* _SHORT PROBLEM_:
Please copy out all of the material below word for word, leaving out the pictures.

* _MATERIAL TO PROCESS_:
··········

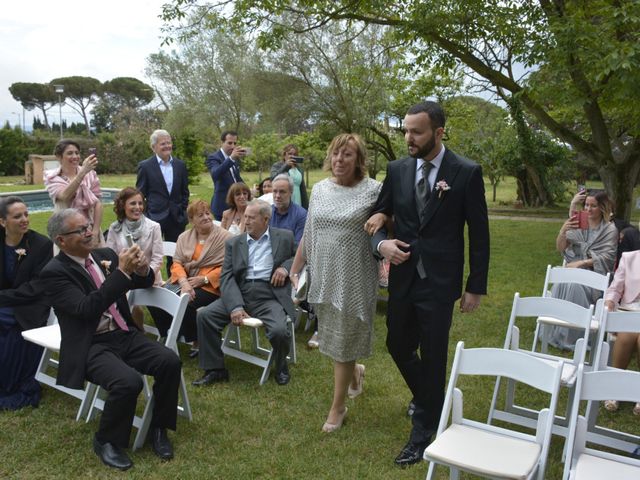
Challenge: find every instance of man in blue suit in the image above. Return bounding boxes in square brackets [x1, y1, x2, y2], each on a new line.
[204, 130, 247, 220]
[136, 130, 189, 275]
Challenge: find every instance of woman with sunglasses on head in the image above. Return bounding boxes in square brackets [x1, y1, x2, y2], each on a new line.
[0, 196, 53, 410]
[44, 140, 104, 246]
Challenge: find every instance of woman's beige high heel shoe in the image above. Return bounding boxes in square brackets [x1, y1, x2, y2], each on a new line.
[322, 407, 349, 433]
[347, 363, 364, 398]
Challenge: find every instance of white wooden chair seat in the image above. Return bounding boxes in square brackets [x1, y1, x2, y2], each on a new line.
[575, 454, 640, 480]
[22, 313, 97, 421]
[424, 425, 541, 479]
[222, 317, 297, 385]
[538, 316, 600, 332]
[524, 350, 578, 387]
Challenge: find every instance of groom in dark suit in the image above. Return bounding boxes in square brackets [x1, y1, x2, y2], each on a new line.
[40, 208, 181, 470]
[365, 102, 489, 466]
[136, 130, 189, 276]
[193, 200, 295, 386]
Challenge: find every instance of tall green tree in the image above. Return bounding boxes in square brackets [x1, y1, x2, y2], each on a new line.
[91, 77, 155, 132]
[49, 76, 102, 135]
[163, 0, 640, 219]
[9, 82, 57, 129]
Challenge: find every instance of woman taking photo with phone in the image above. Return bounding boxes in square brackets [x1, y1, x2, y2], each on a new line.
[549, 190, 618, 350]
[44, 140, 104, 246]
[271, 143, 309, 210]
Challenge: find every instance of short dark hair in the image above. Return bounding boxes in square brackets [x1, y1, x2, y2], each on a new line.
[407, 100, 445, 130]
[226, 182, 252, 209]
[53, 139, 80, 158]
[0, 195, 26, 219]
[113, 187, 146, 222]
[220, 130, 238, 142]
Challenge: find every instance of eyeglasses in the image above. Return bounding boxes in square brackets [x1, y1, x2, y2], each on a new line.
[60, 223, 93, 235]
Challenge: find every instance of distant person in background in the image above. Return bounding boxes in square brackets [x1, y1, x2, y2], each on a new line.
[0, 196, 53, 411]
[44, 140, 104, 246]
[220, 182, 251, 235]
[107, 187, 163, 330]
[136, 130, 189, 275]
[548, 191, 618, 350]
[204, 130, 247, 220]
[616, 226, 640, 268]
[269, 173, 307, 246]
[604, 250, 640, 415]
[271, 143, 309, 210]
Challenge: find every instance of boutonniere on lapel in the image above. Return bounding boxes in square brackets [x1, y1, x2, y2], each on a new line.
[436, 180, 451, 198]
[100, 260, 111, 275]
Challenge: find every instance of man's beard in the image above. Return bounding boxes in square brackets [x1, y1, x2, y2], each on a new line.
[409, 131, 436, 158]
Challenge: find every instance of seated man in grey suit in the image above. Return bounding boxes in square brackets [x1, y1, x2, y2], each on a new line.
[193, 200, 295, 386]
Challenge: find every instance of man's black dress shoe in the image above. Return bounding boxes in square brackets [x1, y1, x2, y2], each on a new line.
[276, 364, 291, 385]
[149, 428, 173, 460]
[395, 441, 430, 467]
[191, 369, 229, 387]
[93, 437, 133, 470]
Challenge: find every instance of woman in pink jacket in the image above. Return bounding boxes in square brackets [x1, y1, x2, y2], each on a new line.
[604, 250, 640, 415]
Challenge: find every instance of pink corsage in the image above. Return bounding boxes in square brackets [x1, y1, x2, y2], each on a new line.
[100, 260, 111, 275]
[436, 180, 451, 198]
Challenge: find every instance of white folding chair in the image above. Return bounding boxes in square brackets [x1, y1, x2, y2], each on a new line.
[22, 309, 97, 421]
[222, 316, 297, 385]
[585, 309, 640, 452]
[562, 365, 640, 480]
[489, 293, 602, 438]
[424, 342, 563, 480]
[531, 265, 610, 353]
[87, 287, 193, 450]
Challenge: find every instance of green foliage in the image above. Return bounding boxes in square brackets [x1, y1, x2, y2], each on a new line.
[155, 0, 640, 218]
[0, 122, 27, 175]
[9, 82, 57, 128]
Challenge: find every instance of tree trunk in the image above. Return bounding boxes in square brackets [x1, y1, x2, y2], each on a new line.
[598, 155, 640, 221]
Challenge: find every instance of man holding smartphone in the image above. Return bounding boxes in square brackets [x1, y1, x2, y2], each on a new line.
[204, 130, 250, 220]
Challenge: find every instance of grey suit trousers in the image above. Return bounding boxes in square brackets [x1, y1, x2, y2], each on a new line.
[197, 280, 291, 371]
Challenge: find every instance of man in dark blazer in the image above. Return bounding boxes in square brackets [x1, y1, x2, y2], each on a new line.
[366, 102, 489, 466]
[41, 209, 181, 470]
[193, 200, 295, 386]
[204, 130, 247, 220]
[136, 130, 189, 276]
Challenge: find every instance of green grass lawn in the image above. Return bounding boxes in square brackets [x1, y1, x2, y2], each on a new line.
[0, 172, 640, 479]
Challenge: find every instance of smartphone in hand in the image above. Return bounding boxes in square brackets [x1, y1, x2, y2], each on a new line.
[576, 210, 589, 230]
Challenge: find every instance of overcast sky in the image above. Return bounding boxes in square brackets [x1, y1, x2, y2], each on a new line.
[0, 0, 168, 129]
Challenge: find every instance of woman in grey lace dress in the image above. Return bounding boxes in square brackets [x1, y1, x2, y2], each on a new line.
[291, 133, 381, 432]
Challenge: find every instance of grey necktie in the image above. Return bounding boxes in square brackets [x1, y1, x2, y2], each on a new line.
[416, 162, 433, 221]
[416, 162, 433, 280]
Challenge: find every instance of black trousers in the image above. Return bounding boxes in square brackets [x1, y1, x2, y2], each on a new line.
[86, 330, 182, 448]
[158, 215, 186, 277]
[387, 274, 453, 443]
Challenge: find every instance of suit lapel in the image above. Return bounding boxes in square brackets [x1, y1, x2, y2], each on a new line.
[269, 229, 280, 270]
[414, 149, 460, 229]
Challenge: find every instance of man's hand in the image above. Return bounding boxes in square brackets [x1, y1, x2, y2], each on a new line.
[231, 308, 249, 327]
[460, 292, 482, 313]
[271, 267, 289, 287]
[118, 244, 144, 275]
[379, 239, 411, 265]
[364, 213, 388, 236]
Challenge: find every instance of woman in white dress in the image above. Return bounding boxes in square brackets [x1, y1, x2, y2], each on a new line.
[291, 133, 381, 432]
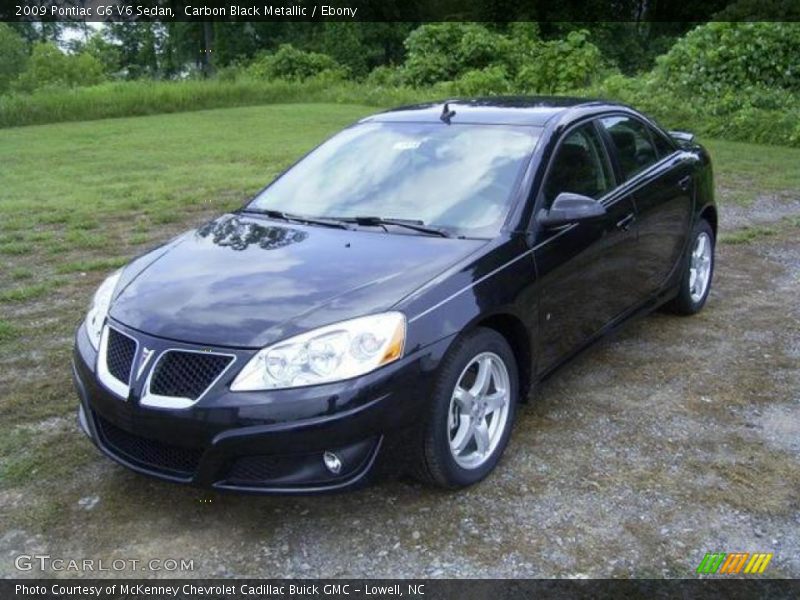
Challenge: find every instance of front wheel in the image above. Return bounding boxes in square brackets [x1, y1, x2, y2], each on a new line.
[416, 328, 519, 488]
[667, 220, 715, 315]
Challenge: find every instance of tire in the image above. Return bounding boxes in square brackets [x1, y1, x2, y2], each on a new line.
[414, 328, 519, 489]
[666, 219, 716, 315]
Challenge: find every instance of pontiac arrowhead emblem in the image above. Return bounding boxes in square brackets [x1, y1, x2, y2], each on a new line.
[136, 346, 153, 379]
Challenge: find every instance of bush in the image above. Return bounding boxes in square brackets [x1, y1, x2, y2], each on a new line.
[405, 23, 513, 86]
[14, 42, 105, 92]
[455, 65, 511, 96]
[366, 65, 406, 87]
[246, 44, 346, 81]
[516, 30, 604, 94]
[655, 22, 800, 98]
[0, 23, 28, 94]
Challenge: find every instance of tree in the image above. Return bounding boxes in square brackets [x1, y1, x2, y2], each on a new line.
[14, 42, 105, 92]
[0, 23, 28, 94]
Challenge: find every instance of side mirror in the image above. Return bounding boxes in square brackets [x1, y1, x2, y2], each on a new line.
[537, 192, 606, 228]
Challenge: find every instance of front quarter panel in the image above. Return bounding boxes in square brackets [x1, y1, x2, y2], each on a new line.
[397, 235, 536, 352]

··········

* _RESULT OF THIS TASK_:
Challenge: find every instance of man in blue suit in the image above. Return bounding boxes in square brackets [x1, y1, x2, y2], each on a new line.
[204, 130, 247, 220]
[136, 130, 189, 275]
Challenge: find every instance of woman with sunglasses on head in the image above. Return bounding boxes in square brackets [x1, y1, x2, y2], each on a new line.
[0, 196, 53, 410]
[44, 140, 104, 246]
Challenge: find every instance of woman's beige high heel shoe in the image above. Return bounding boxes in square brackets [x1, y1, x2, y2], each on a new line.
[322, 407, 349, 433]
[347, 363, 364, 398]
Challenge: find every instance of white wooden chair seat in the image above. Return bounding boxes in square brackets [x1, y1, x2, y2], each on a new line.
[575, 454, 640, 480]
[22, 313, 97, 421]
[424, 425, 541, 479]
[222, 317, 297, 385]
[538, 316, 600, 332]
[524, 350, 578, 387]
Challenge: find every instance of groom in dark suit in the image above. Return bounding boxes in square brackets [x1, y1, x2, y2], each on a new line.
[40, 208, 181, 470]
[365, 102, 489, 466]
[136, 130, 189, 276]
[193, 200, 295, 386]
Challenge: find every instance of tall green tree in the image above. Return bounding boxes in square brackets [x1, y1, x2, y2], each on a new line.
[91, 77, 155, 132]
[49, 76, 102, 135]
[163, 0, 640, 219]
[9, 82, 57, 129]
Challenge: find every instance of woman taking photo with phone in the image above. Return bounding boxes in square brackets [x1, y1, x2, y2], each on a new line.
[549, 190, 618, 350]
[44, 140, 104, 246]
[271, 143, 309, 210]
Challenge: find every instance of short dark hair in the image above. Return bounding boxes in square brackets [x1, y1, x2, y2], each on a new line.
[407, 100, 445, 130]
[226, 182, 252, 209]
[53, 139, 80, 158]
[0, 195, 26, 219]
[113, 187, 146, 222]
[220, 130, 238, 142]
Challenge: find every instance of eyeglasses in the image above. Return bounding boxes in square brackets [x1, y1, x2, y2], each on a new line.
[60, 223, 93, 235]
Challenge: find every instance of distant person in background in the image above. Return bounding boxes in square brackets [x1, y1, x2, y2], each on a new line.
[0, 196, 53, 411]
[44, 140, 104, 246]
[220, 182, 251, 235]
[107, 187, 163, 330]
[136, 130, 189, 275]
[548, 191, 618, 350]
[204, 130, 247, 220]
[616, 226, 640, 268]
[269, 173, 307, 246]
[604, 250, 640, 415]
[271, 143, 309, 210]
Challenge: find every instance of boutonniere on lapel in the image above. Return bounding boxes in square brackets [x1, y1, x2, y2], each on a new line.
[436, 180, 451, 198]
[100, 260, 111, 275]
Challenge: find every instance of man's beard in the image above. Return bounding boxes in square brackets [x1, y1, x2, y2], each on a new line.
[409, 131, 436, 158]
Challenge: find every instance of seated man in grey suit in the image above. Return bounding boxes in square brackets [x1, y1, x2, y2], each on a new line.
[193, 200, 295, 386]
Challenge: find every instance of man's black dress shoe in the image above. Return bounding boxes in square brackets [x1, y1, x2, y2], each on a new line.
[276, 364, 291, 385]
[149, 428, 173, 460]
[395, 441, 430, 467]
[191, 369, 229, 387]
[93, 437, 133, 470]
Challenge: find every instance of woman in pink jacket in the image above. Return bounding boxes in square brackets [x1, y1, x2, y2], each on a new line.
[604, 250, 640, 415]
Challenge: find every instance of pink corsage in the image above. Return bounding boxes in square brackets [x1, y1, x2, y2], each on a new line.
[100, 260, 111, 275]
[436, 180, 451, 198]
Challenge: find every instance of white folding chair in the image above. Return bounding boxes in square brackets [x1, y1, x2, y2], each on a new line.
[22, 309, 97, 421]
[222, 316, 297, 385]
[585, 309, 640, 452]
[562, 365, 640, 480]
[489, 293, 602, 438]
[424, 342, 563, 480]
[531, 265, 610, 353]
[87, 287, 193, 450]
Challenge: find every instance of green foliage in the image above. Return bounding boxes in square brackets [x1, y1, x2, y2], each on a new line.
[155, 0, 640, 218]
[0, 122, 27, 175]
[9, 82, 57, 128]
Challenge: find every instance of tree trunk in the image above. Return bounding boxes in square brackets [x1, y1, x2, y2], each on a new line.
[598, 155, 640, 221]
Challenge: find every instance of man holding smartphone in the image above. Return bounding boxes in square brackets [x1, y1, x2, y2], each on a new line.
[204, 130, 250, 220]
Challenge: find every instance of grey suit trousers in the image above. Return bounding boxes in square brackets [x1, y1, x2, y2], each on a new line.
[197, 280, 291, 371]
Challenge: find every instance of man in dark blazer in the image above. Return bounding boxes in square brackets [x1, y1, x2, y2], each on a new line.
[366, 102, 489, 466]
[41, 209, 181, 470]
[193, 200, 295, 386]
[204, 130, 247, 220]
[136, 130, 189, 276]
Challenge: find every instance of green grass lawn in the image above. Return bounding boxes in square brackets [x1, y1, x2, y2], each on a new line.
[0, 172, 640, 479]
Challenge: find every instance of smartphone in hand in the image above. Return bounding boxes in square brackets [x1, y1, x2, y2], each on a new line.
[576, 210, 589, 230]
Challenge: find every instance of overcast sky in the image above. Return bounding boxes in square brackets [x1, y1, x2, y2], each on a new line.
[0, 0, 168, 129]
Challenge: find every instance of woman in grey lace dress in the image above. Return bounding boxes in square brackets [x1, y1, x2, y2], each on a new line.
[291, 133, 381, 432]
Challenge: find every instance of grey necktie in the image above. Return bounding boxes in square brackets [x1, y1, x2, y2], each on a new line.
[416, 162, 433, 221]
[416, 162, 433, 280]
Challenge: find every instance of black trousers in the image above. Return bounding boxes in square brackets [x1, y1, x2, y2], each on a new line.
[86, 330, 182, 448]
[158, 215, 186, 277]
[387, 274, 453, 443]
Challenge: find every instance of suit lapel in the image above. Return bounding boxes in square brackets [x1, y1, x2, y2], each on a new line.
[269, 229, 280, 270]
[414, 149, 460, 229]
Challenge: find every instance of man's hand in the image above. Return bounding boxes in square brackets [x1, y1, x2, y2], each on a new line.
[231, 308, 249, 327]
[460, 292, 482, 313]
[271, 267, 289, 287]
[118, 244, 144, 275]
[379, 239, 411, 265]
[364, 213, 388, 236]
Challenge: find every instance of woman in white dress in the image above. Return bounding boxes in square brackets [x1, y1, x2, y2], each on a new line.
[291, 133, 381, 432]
Challenge: find every instance of front wheel in the image above. Return bounding boxes in square brackets [x1, y1, x2, y2], each on a new line.
[416, 328, 519, 488]
[667, 220, 715, 315]
Challenge: find every instance of tire in the image above. Return bounding boxes in square brackets [x1, y1, x2, y2], each on a new line.
[414, 328, 519, 489]
[666, 219, 716, 315]
Challenge: find every instance of pontiac arrowhead emblem in the image above. Return bounding boxes in square brackets [x1, y1, x2, y2], each on a new line.
[136, 346, 153, 379]
Challenge: find every instance of bush in the image above. Return bounding boxes in square brackets [x1, y1, x2, y2], each on a new line.
[405, 23, 513, 86]
[14, 42, 105, 92]
[455, 65, 511, 96]
[366, 65, 406, 87]
[246, 44, 346, 81]
[516, 30, 604, 94]
[655, 22, 800, 98]
[0, 23, 28, 94]
Challenge: find every instance of tree in the image above. Return bounding boxes in square brackets [x1, y1, x2, y2], each on a new line.
[14, 42, 105, 92]
[0, 23, 28, 94]
Challenge: find every instance of side mirror in the image above. Return bounding boxes in square brackets [x1, y1, x2, y2], each on a new line.
[537, 192, 606, 228]
Challenge: find every instance of front quarter panel in the image above. Return bounding boxes in square brackets [x1, y1, x2, y2], each on a new line.
[397, 235, 536, 352]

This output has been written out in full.